* Input rows:
+++

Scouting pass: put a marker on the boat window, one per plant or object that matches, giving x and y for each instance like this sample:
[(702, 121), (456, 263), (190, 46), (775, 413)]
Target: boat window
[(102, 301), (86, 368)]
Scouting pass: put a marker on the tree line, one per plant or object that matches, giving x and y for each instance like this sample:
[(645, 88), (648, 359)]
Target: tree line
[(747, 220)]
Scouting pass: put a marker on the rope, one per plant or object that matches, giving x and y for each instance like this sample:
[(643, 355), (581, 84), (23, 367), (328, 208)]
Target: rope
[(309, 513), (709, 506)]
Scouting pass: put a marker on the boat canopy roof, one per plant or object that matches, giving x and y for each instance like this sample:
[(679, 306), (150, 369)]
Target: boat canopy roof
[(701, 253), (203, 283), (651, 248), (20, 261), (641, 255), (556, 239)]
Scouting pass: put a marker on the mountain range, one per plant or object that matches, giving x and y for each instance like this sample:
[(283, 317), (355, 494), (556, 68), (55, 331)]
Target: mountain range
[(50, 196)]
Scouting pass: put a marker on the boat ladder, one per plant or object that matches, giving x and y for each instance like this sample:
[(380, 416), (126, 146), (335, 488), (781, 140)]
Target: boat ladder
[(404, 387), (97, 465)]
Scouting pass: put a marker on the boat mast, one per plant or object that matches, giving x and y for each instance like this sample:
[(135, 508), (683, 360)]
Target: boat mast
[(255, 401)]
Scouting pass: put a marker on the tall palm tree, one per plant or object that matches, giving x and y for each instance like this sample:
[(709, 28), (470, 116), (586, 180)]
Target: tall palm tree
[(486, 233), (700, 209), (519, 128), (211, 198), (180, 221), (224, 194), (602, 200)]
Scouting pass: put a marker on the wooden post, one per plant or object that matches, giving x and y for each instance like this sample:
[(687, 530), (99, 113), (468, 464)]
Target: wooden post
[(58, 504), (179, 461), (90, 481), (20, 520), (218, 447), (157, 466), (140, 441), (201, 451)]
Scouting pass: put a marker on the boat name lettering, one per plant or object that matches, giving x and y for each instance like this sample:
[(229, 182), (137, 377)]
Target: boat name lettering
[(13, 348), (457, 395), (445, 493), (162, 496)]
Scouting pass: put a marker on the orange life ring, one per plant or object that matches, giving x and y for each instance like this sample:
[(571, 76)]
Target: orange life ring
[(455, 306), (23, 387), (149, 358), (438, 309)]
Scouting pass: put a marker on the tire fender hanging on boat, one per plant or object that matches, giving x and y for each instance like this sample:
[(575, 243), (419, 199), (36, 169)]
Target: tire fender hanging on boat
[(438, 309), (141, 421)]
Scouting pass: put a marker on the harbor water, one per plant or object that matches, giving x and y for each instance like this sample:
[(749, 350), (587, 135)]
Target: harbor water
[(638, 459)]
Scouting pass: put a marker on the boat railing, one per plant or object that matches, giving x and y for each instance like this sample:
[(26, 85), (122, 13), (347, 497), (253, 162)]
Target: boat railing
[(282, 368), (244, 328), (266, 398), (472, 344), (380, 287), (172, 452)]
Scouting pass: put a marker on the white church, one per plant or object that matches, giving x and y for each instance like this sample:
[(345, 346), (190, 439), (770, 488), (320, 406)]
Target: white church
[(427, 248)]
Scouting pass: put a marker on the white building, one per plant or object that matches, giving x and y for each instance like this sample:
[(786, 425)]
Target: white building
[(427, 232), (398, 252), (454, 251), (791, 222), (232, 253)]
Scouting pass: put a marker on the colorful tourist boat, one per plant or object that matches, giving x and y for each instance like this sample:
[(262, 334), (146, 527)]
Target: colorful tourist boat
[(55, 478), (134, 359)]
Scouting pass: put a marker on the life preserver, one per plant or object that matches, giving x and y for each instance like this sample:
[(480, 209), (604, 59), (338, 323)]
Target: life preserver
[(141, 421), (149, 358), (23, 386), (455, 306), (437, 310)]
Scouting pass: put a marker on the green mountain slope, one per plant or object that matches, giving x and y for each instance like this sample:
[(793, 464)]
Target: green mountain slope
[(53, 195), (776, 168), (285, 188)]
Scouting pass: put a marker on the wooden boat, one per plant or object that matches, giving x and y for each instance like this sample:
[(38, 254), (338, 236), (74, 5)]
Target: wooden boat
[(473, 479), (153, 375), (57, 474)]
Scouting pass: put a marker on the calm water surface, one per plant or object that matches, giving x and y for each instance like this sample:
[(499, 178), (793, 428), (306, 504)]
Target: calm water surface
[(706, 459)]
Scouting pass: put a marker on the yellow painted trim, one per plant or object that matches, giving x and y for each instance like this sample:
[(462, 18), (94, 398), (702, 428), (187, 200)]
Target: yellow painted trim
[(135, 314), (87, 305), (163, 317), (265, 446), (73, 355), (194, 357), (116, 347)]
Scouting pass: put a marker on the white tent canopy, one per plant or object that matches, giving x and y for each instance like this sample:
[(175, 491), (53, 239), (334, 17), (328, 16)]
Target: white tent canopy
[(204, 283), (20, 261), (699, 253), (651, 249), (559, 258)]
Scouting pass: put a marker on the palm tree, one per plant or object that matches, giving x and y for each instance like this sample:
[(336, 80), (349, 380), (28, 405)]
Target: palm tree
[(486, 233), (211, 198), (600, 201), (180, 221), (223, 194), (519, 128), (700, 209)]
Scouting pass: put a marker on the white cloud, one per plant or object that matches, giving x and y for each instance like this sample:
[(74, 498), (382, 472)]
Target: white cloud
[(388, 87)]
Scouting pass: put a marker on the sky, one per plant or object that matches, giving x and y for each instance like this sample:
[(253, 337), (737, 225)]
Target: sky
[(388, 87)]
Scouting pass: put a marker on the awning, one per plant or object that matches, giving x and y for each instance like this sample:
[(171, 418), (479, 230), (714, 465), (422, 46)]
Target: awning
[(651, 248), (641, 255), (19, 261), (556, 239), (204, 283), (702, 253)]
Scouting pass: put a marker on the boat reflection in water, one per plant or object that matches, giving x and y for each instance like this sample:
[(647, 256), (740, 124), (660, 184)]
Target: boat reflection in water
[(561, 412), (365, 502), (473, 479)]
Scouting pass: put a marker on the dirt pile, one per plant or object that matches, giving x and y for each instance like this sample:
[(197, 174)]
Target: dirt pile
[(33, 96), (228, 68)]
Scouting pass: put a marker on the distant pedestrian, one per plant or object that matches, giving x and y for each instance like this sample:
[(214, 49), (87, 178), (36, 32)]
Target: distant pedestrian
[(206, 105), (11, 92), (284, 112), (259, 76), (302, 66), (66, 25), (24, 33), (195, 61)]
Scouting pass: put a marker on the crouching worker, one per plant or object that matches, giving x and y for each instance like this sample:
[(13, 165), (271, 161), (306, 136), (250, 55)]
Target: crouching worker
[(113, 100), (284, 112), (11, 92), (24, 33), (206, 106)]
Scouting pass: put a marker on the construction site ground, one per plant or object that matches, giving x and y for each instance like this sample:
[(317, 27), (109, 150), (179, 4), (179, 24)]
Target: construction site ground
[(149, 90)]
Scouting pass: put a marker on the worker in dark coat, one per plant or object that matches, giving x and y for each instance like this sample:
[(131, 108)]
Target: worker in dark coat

+++

* Task to carry out:
Repeat all of the lines above, swapping "marker" for "pin" everywhere it occurs and leaving everything else unchanged.

* The output:
Scouting pass: put a pin on the boat window, one per plant or object that matches, giving x and y for each instance like this sample:
[(702, 121), (456, 263), (190, 46), (775, 413)]
Target: boat window
[(102, 301), (86, 368)]
Scouting pass: put a pin on the tree line, one per plant or object that matches, giving x and y for each instance like this sample:
[(645, 88), (648, 359)]
Target: tree line
[(747, 220)]
Scouting pass: put a pin on the rope, one per plant or object that matches, giving x and y for each instance like this sample:
[(643, 355), (581, 84), (23, 367), (328, 208)]
Target: rope
[(309, 513), (709, 506)]
Scouting pass: put a pin on the boat canopy roof, one per plant or object that matches, giving x and y for each instance like this sample:
[(679, 306), (150, 369)]
Target: boat canopy roof
[(701, 253), (203, 283), (651, 248), (20, 261), (641, 255), (556, 239)]
Scouting pass: put a pin on the mountain range, one per plant or object that matches, giving x and y for each instance like this sample:
[(283, 317), (355, 494), (556, 68), (55, 331)]
Target: mountain range
[(50, 196)]
Scouting pass: put a pin on the boat ladder, one per plant or object that matches, giving x and y for each instance like this sample:
[(380, 416), (126, 146), (335, 488), (781, 140)]
Target: boat ladder
[(404, 387), (97, 465)]
Scouting pass: put a pin on the boat mast, one per plant or object that matches, giving x and y for each instance like this sample:
[(135, 508), (683, 360)]
Target: boat mast
[(255, 401)]
Scouting pass: put a pin on the tall palm tree, one per plant or object that matches, giving x and y for each instance like this sample:
[(709, 28), (470, 116), (586, 180)]
Target: tall palm tree
[(486, 233), (700, 209), (519, 128), (211, 198), (180, 221), (224, 194), (602, 200)]
Scouting pass: put a pin on the wooden post, one per plant or object that matches, giving x and y for each instance like this sample:
[(687, 530), (99, 113), (468, 464)]
Target: wooden post
[(58, 504), (179, 461), (90, 481), (20, 520), (218, 447), (157, 466), (140, 441), (201, 451)]
Scouting pass: put a pin on the boat name lettering, one per plant or object that matches, giving x and y for each instance like this sample:
[(229, 182), (137, 377)]
Target: boat name lettering
[(13, 348), (457, 395), (445, 493), (162, 496)]
Scouting pass: put a pin on the orange life ring, one per plant or object that matches, giving x and y for each instance like this sample:
[(571, 76)]
Target: orange life ring
[(455, 306), (23, 387), (149, 358), (438, 309)]
Scouting pass: put a pin on the tire fender hanging on boat, one per plant or object that matches, giving x and y for each instance like this sample:
[(575, 243), (419, 199), (36, 169)]
Target: tire fender hanging on boat
[(438, 309), (141, 421)]
Scouting pass: put a pin on the harbor water, one per plant or object that matches, giving x and y for each instance like this sample:
[(749, 350), (587, 135)]
Target: harbor water
[(638, 459)]
Scouting pass: put a pin on the boat railing, one per plant or object that matches, giving x and y for each instance like this sample:
[(26, 85), (122, 13), (347, 497), (253, 162)]
Target: boat railing
[(282, 368), (244, 328), (266, 398), (472, 344), (380, 287), (172, 452)]
Scouting pass: put a pin on the white church, one per plant or object that matches, giving x and y for each instance like this sample:
[(345, 346), (190, 439), (770, 488), (320, 406)]
Target: white church
[(427, 248)]
Scouting pass: put a pin on the white building, one per plant or object that matches, giving x and y for each instance like this sample:
[(786, 425)]
Target: white building
[(427, 232), (398, 252), (454, 251), (791, 222), (232, 253)]
Scouting pass: put a pin on the colorful tourist boat, one per plant or object that matches, giving x and y for each instance like this sample:
[(262, 334), (146, 527)]
Target: colorful tourist boat
[(55, 478), (134, 359)]
Scouting pass: put a pin on the life preserver, one per plant or object that matches, giving x and y for each instance like this sample:
[(480, 209), (604, 59), (338, 323)]
Target: life preserver
[(141, 421), (149, 358), (23, 386), (455, 306), (437, 310)]
Scouting pass: put a pin on the green mountain slope, one per plant or object that matches, giving x and y for each instance like this sample:
[(793, 464)]
Target: green mountain slope
[(53, 195), (776, 168), (285, 188)]
Scouting pass: put a pin on the wooden boat, one per plant or object that matches, giving x and y for each instance like this sample:
[(38, 254), (338, 236), (74, 5)]
Target: wooden boat
[(473, 479), (153, 375), (57, 474)]
Scouting pass: put a pin on the calm water surface, one per plant or object that matches, giving x and y for each instance like this sample:
[(499, 178), (793, 428), (306, 504)]
Target: calm water surface
[(706, 459)]
Scouting pass: put a pin on the yellow painted trim, one per plant or object that matches, giving x and y for each instance like this sample:
[(462, 18), (94, 398), (702, 428), (187, 200)]
Target: yellow painted trim
[(135, 314), (87, 305), (163, 317), (265, 446), (73, 355), (194, 357), (116, 347)]
Scouting pass: put a pin on the white tent canopy, one per plant or object that matches, giving x and y for each instance like this sample:
[(175, 491), (53, 239), (334, 17), (328, 16)]
Target: white tent canopy
[(204, 283), (20, 261), (699, 253), (651, 249), (559, 258)]
Scouting pass: put a pin on the palm tree, one per plant or object that matches, giving x and y for each instance like this sample:
[(336, 80), (349, 380), (28, 405)]
Target: palm tree
[(486, 233), (211, 198), (600, 201), (180, 221), (223, 194), (519, 128), (700, 209)]
Scouting pass: put a pin on the white cloud, one per plant or object that matches, giving x and y for each instance like this sample:
[(74, 498), (382, 472)]
Target: white cloud
[(388, 87)]
Scouting pass: put a pin on the sky, one per plant or object that matches, giving x and y for each instance like this sample:
[(253, 337), (737, 225)]
Target: sky
[(388, 87)]
Scouting pass: put a pin on the awning, one per plant or object that matches, giving x and y for each instance like this sample:
[(171, 418), (479, 230), (714, 465), (422, 46)]
Target: awning
[(651, 248), (641, 255), (19, 261), (556, 239), (204, 283), (702, 253)]
Scouting pass: put a pin on the boat reflection in water, one per plant or object that matches, giving x and y for each instance like this sample:
[(647, 256), (740, 124), (660, 184)]
Target: boat reflection in water
[(561, 412), (365, 502), (473, 479)]
Scouting pass: put a pin on the dirt pile, one per plant or object that matches, giving x and y for each instance like this sample:
[(197, 174)]
Target: dirt pile
[(33, 96), (228, 68)]
Scouting pass: put a pin on the distant pedestrian, one per plant or object that matches, giving x and y for each instance like this sample:
[(214, 49), (87, 178), (36, 32)]
Target: distant pedestrian
[(206, 105), (11, 92), (284, 112), (259, 76), (302, 66), (66, 25), (24, 33), (195, 61)]
Scouting pass: put a pin on the crouching worker, one per plant or object that matches, giving x and y for each instance like this sample:
[(13, 165), (271, 161), (306, 136), (250, 55)]
Target: crouching worker
[(113, 100), (284, 112), (11, 92), (24, 33), (206, 106)]
Scouting pass: put a pin on the construction site ground, one per plant or object that matches, giving x and y for each instance like this sample:
[(317, 27), (109, 150), (179, 4), (179, 24)]
Target: construction site ground
[(149, 90)]
Scouting pass: put a pin on the worker in dark coat, one per plant or object that matches, giving x and y for each instance like this sample:
[(131, 108)]
Target: worker in dark coat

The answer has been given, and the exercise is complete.